▸ TASK ITEM:
Write the next part of the news article about the two French pilots missing in Bosnia, starting after its final sentence.

▸ READING PASSAGE:
== Segment start ==

The French Foreign Minister, Herve de Charette, said in London on Friday that if the men were not handed back by midnight yesterday, the entire Bosnian peace process could be in danger. France gave no indication of what it might do in retaliation.

Last week, President Jacques Chirac threatened the Bosnian Serbs with unspecified consequences if the pilots were not produced, and at last week's Peace Implementation Conference in London, France made clear that prospects for peace in former Yugoslavia could hinge on the pilots' fate.

Paris is keen to ensure that there is clarity about the men before it hosts the ceremonial signing of the Dayton accords in Paris on Thursday. Pressure built yesterday for postponement of the ceremony.

"It's out of the question to sign the Bosnia peace treaty when our husbands have not been returned," Isabelle Souvignet, wife of the missing navigator Jose Souvignet, told the newspaper Journal de Dimanche. The paper said it would be impossible for Mr Chirac to appear alongside President Slobodan Milosevic of Serbia, who negotatiated on behalf of the Bosnian Serbs.

The magazine Paris Match published photographs in September that purported to show the two pilots, Frederic Chiffot and Mr Souvignet, still alive after their Mirage jet was shot down over the Bosnian Serb "capital", Pale, on 30 August. Early last week, the French Defence Minister, Charles Millon, said he had information that the two were being held by a Bosnian Serb group.

== Segment end ==

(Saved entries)
== Segment start ==

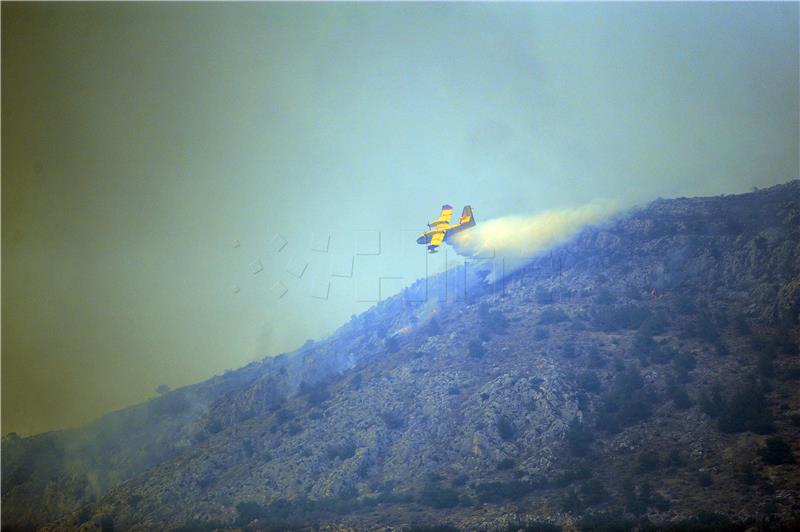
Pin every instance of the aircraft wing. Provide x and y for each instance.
(445, 216)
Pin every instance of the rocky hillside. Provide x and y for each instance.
(645, 374)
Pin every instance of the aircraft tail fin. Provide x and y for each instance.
(467, 218)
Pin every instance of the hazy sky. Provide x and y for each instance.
(142, 141)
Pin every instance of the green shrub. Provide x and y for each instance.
(476, 349)
(552, 315)
(627, 403)
(504, 464)
(748, 409)
(342, 451)
(777, 451)
(589, 382)
(393, 420)
(492, 320)
(505, 428)
(648, 461)
(501, 491)
(619, 317)
(578, 438)
(592, 492)
(605, 297)
(543, 296)
(571, 502)
(438, 497)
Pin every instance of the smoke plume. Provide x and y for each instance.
(522, 237)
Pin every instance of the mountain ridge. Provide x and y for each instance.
(455, 421)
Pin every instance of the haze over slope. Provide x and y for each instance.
(140, 140)
(647, 369)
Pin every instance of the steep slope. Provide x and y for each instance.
(646, 370)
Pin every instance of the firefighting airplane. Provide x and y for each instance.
(440, 230)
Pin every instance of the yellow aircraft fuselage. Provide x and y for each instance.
(440, 229)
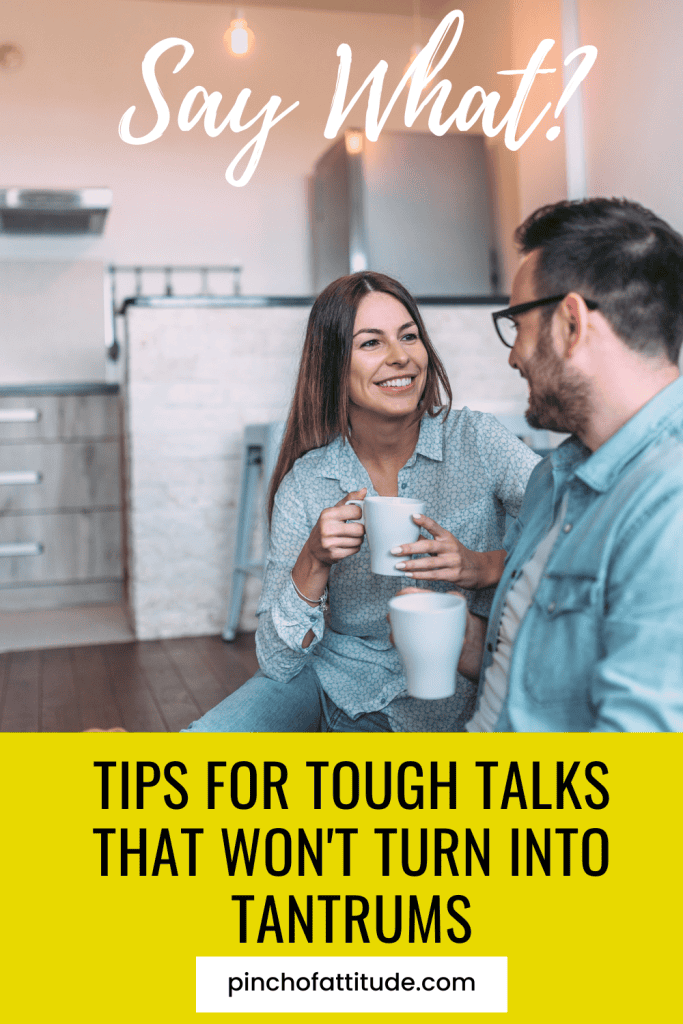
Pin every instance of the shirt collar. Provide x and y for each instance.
(341, 463)
(599, 469)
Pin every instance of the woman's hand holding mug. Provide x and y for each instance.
(449, 559)
(336, 535)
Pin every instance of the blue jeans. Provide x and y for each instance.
(263, 705)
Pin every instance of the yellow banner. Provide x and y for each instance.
(127, 857)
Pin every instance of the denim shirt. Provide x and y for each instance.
(601, 645)
(470, 471)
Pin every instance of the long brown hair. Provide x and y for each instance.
(319, 407)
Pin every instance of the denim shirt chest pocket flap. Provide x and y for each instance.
(562, 639)
(559, 594)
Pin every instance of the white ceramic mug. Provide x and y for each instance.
(428, 631)
(388, 522)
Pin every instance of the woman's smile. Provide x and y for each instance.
(388, 368)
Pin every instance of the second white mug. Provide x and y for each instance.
(388, 522)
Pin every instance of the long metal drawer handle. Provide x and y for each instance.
(22, 476)
(20, 548)
(19, 415)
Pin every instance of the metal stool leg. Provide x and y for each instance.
(247, 519)
(261, 444)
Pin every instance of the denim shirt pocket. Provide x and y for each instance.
(562, 643)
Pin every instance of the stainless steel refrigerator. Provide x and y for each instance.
(412, 205)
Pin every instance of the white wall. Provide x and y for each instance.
(60, 111)
(634, 126)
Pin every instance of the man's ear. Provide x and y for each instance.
(572, 323)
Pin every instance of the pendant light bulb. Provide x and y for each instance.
(239, 40)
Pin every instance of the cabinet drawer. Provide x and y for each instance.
(59, 475)
(51, 417)
(60, 548)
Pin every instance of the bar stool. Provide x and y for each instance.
(260, 448)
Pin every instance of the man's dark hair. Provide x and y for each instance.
(622, 256)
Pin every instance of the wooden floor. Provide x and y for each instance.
(146, 686)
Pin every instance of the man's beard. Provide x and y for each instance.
(558, 398)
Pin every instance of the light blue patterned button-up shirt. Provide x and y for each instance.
(600, 648)
(469, 470)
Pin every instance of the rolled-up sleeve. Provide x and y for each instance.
(638, 681)
(284, 620)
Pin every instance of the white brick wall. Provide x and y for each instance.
(196, 378)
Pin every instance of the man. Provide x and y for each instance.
(586, 631)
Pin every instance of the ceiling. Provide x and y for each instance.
(428, 8)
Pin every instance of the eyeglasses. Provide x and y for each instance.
(504, 320)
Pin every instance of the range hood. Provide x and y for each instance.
(52, 211)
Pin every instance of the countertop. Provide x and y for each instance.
(84, 387)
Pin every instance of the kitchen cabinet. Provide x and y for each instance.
(60, 509)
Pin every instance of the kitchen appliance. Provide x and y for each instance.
(412, 205)
(53, 211)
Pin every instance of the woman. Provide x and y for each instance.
(368, 418)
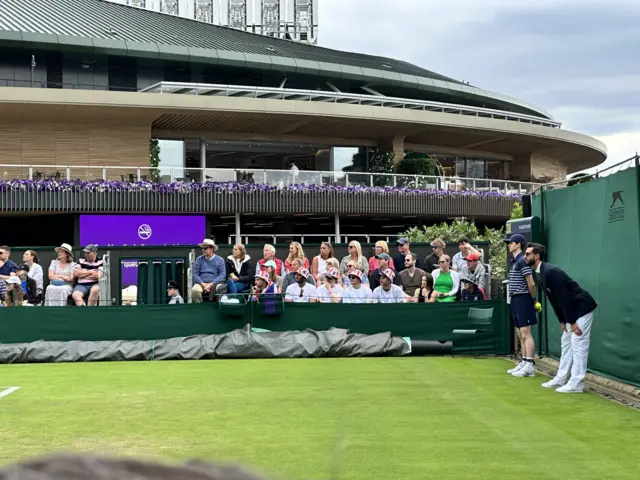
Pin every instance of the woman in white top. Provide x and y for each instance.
(60, 278)
(35, 270)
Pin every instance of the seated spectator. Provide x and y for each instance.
(357, 292)
(474, 270)
(209, 271)
(330, 291)
(380, 247)
(88, 272)
(465, 250)
(60, 277)
(470, 291)
(173, 292)
(290, 278)
(35, 269)
(410, 278)
(319, 262)
(387, 292)
(425, 293)
(446, 281)
(240, 270)
(29, 286)
(269, 253)
(301, 291)
(295, 251)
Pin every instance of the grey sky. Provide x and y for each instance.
(577, 59)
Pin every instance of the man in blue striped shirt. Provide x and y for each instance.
(522, 296)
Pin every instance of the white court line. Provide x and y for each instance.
(8, 391)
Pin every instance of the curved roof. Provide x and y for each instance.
(123, 30)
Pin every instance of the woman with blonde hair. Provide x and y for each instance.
(295, 251)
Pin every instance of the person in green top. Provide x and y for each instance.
(446, 281)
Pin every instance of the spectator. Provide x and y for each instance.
(355, 254)
(290, 278)
(431, 262)
(239, 270)
(295, 251)
(209, 271)
(330, 291)
(380, 247)
(88, 272)
(425, 293)
(387, 292)
(404, 248)
(356, 292)
(301, 291)
(269, 253)
(28, 285)
(35, 269)
(446, 281)
(319, 262)
(465, 250)
(410, 278)
(60, 277)
(173, 292)
(475, 271)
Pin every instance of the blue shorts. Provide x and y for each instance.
(523, 312)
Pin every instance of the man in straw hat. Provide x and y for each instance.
(208, 272)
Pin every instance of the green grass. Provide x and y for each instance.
(395, 418)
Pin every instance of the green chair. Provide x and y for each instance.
(482, 318)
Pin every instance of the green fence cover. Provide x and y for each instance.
(592, 232)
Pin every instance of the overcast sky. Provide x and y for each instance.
(577, 59)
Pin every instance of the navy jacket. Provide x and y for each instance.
(568, 299)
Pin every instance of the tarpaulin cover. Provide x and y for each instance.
(240, 343)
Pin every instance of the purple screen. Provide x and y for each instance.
(119, 230)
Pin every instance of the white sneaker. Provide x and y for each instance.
(517, 367)
(526, 371)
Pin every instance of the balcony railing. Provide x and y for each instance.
(272, 93)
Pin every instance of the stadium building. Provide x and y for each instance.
(87, 85)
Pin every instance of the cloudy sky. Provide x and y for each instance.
(577, 59)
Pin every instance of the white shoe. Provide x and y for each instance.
(517, 367)
(568, 388)
(526, 371)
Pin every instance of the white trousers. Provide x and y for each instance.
(575, 353)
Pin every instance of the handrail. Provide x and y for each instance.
(275, 93)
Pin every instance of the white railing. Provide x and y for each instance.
(273, 93)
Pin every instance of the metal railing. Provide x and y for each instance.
(274, 93)
(275, 178)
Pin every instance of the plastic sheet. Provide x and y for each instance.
(240, 343)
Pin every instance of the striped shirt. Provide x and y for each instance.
(517, 276)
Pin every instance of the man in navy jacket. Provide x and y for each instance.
(574, 308)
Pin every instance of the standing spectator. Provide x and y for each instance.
(355, 254)
(404, 248)
(301, 291)
(35, 269)
(209, 271)
(295, 251)
(269, 253)
(239, 270)
(465, 250)
(446, 281)
(432, 260)
(356, 292)
(380, 247)
(88, 272)
(411, 277)
(319, 262)
(60, 277)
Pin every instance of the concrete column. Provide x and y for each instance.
(203, 160)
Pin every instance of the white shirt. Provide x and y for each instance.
(293, 293)
(357, 295)
(393, 295)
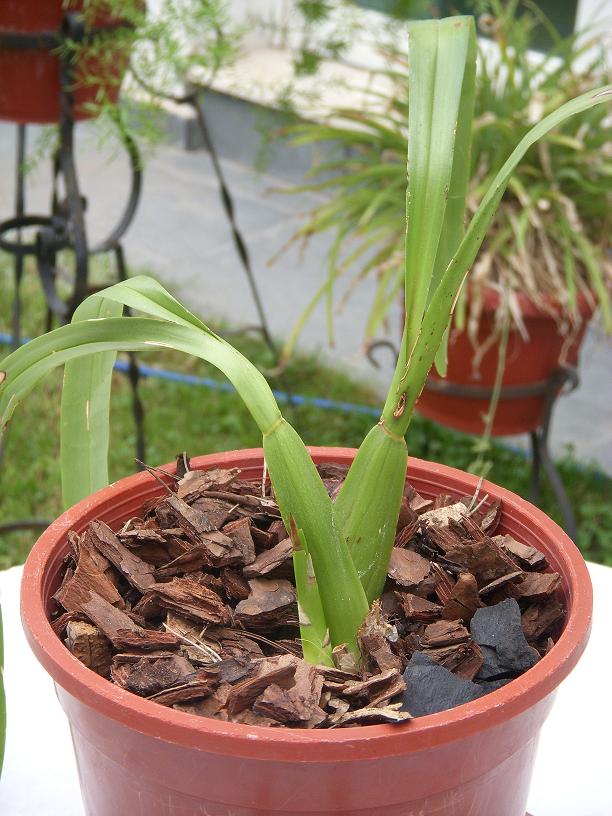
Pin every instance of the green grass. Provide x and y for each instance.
(198, 420)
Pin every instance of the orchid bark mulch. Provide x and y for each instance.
(193, 605)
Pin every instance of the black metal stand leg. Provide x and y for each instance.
(19, 211)
(73, 28)
(536, 473)
(540, 444)
(133, 374)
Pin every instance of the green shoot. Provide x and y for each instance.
(341, 548)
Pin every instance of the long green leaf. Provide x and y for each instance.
(367, 507)
(442, 65)
(411, 379)
(442, 71)
(85, 409)
(2, 696)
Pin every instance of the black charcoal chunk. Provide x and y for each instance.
(497, 630)
(431, 688)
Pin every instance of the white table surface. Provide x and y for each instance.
(572, 777)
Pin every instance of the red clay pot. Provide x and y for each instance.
(527, 362)
(30, 77)
(137, 757)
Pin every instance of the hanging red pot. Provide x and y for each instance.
(461, 399)
(136, 756)
(30, 34)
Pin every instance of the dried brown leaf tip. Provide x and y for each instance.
(193, 605)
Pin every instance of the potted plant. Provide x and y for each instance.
(135, 754)
(32, 36)
(544, 265)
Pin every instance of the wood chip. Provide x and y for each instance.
(270, 559)
(118, 627)
(151, 674)
(136, 571)
(440, 516)
(88, 644)
(443, 586)
(195, 483)
(202, 685)
(418, 609)
(88, 577)
(444, 633)
(235, 585)
(188, 598)
(528, 557)
(373, 716)
(279, 671)
(490, 518)
(511, 578)
(375, 637)
(210, 706)
(271, 603)
(464, 599)
(407, 568)
(482, 558)
(537, 586)
(296, 704)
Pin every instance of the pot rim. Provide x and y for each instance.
(307, 745)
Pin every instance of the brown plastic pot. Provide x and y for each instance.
(137, 757)
(528, 362)
(30, 77)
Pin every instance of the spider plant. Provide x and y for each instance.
(341, 548)
(550, 236)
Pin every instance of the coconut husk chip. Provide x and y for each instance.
(193, 605)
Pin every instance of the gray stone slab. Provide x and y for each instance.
(181, 234)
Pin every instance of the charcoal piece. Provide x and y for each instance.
(153, 674)
(492, 685)
(538, 619)
(431, 688)
(418, 609)
(498, 631)
(444, 633)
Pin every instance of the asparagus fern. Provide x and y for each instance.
(341, 548)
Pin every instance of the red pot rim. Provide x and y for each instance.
(301, 745)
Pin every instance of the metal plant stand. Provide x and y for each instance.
(64, 227)
(563, 380)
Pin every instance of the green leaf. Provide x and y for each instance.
(85, 410)
(368, 505)
(2, 697)
(314, 632)
(441, 99)
(301, 494)
(412, 378)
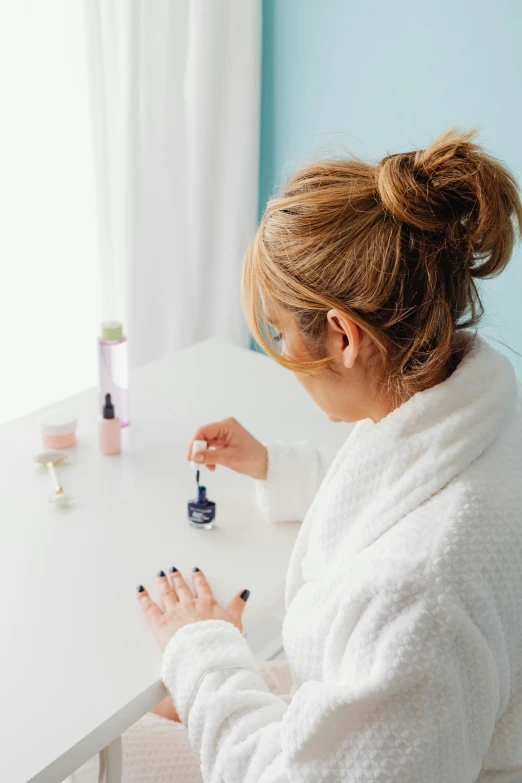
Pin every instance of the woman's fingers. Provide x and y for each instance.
(213, 457)
(178, 584)
(201, 586)
(236, 606)
(215, 434)
(167, 593)
(151, 610)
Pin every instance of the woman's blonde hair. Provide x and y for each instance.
(397, 247)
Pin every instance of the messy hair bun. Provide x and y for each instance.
(396, 246)
(454, 189)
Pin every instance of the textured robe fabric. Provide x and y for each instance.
(403, 625)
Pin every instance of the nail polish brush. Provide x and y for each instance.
(50, 459)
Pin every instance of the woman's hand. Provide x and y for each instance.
(181, 607)
(232, 446)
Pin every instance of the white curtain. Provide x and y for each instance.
(129, 138)
(175, 94)
(50, 275)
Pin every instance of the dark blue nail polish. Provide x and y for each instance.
(201, 510)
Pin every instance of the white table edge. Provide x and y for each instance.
(102, 736)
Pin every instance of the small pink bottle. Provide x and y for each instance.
(109, 429)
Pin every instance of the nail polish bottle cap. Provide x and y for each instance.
(108, 408)
(198, 445)
(112, 330)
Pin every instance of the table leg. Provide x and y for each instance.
(110, 763)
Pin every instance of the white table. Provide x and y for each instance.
(78, 663)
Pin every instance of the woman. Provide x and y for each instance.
(403, 627)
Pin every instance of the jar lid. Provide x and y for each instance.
(57, 423)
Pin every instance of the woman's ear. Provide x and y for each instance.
(344, 337)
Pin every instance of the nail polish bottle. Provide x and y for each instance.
(109, 429)
(201, 511)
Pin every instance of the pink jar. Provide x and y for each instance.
(58, 430)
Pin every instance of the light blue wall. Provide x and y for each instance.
(380, 77)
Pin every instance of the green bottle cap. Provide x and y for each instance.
(112, 330)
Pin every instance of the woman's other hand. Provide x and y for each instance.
(231, 445)
(181, 607)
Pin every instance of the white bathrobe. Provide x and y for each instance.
(403, 627)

== Segment end ==

▸ ANSWER BOX:
But Mr Chirac said later he had no reliable information even that the pilots were alive. A French parliamentary delegation went to Belgrade last week to find out more, but left with no further information.

The most bizarre contribution was a statement two months ago by Mr Milosevic that the two pilots had been removed from a hospital in Pale and their whereabouts was no longer known.

The statement was interpreted variously as strange enough to be true, or a fabrication to cover up the fact that Mr Milosevic had been unable to produce them.

Last week, one French report said the two had been seriously injured while in captivity - it was speculated that one had lost a leg - and that this was the reason both why they had been in hospital and why they had not yet been handed back.

At the same time, Radovan Karadzic, the Bosnian Serb leader, said that Mr Chirac could speed up freedom for the pilots if he obtained assurances for Bosnian Serbs over their future in Sarajevo.

Officially, France expressed disgust that the safety of the pilots could be treated as a bargaining chip. Since the accords were agreed in Dayton, however, France has argued for improved guarantees for Bosnian Serbs in Sarajevo.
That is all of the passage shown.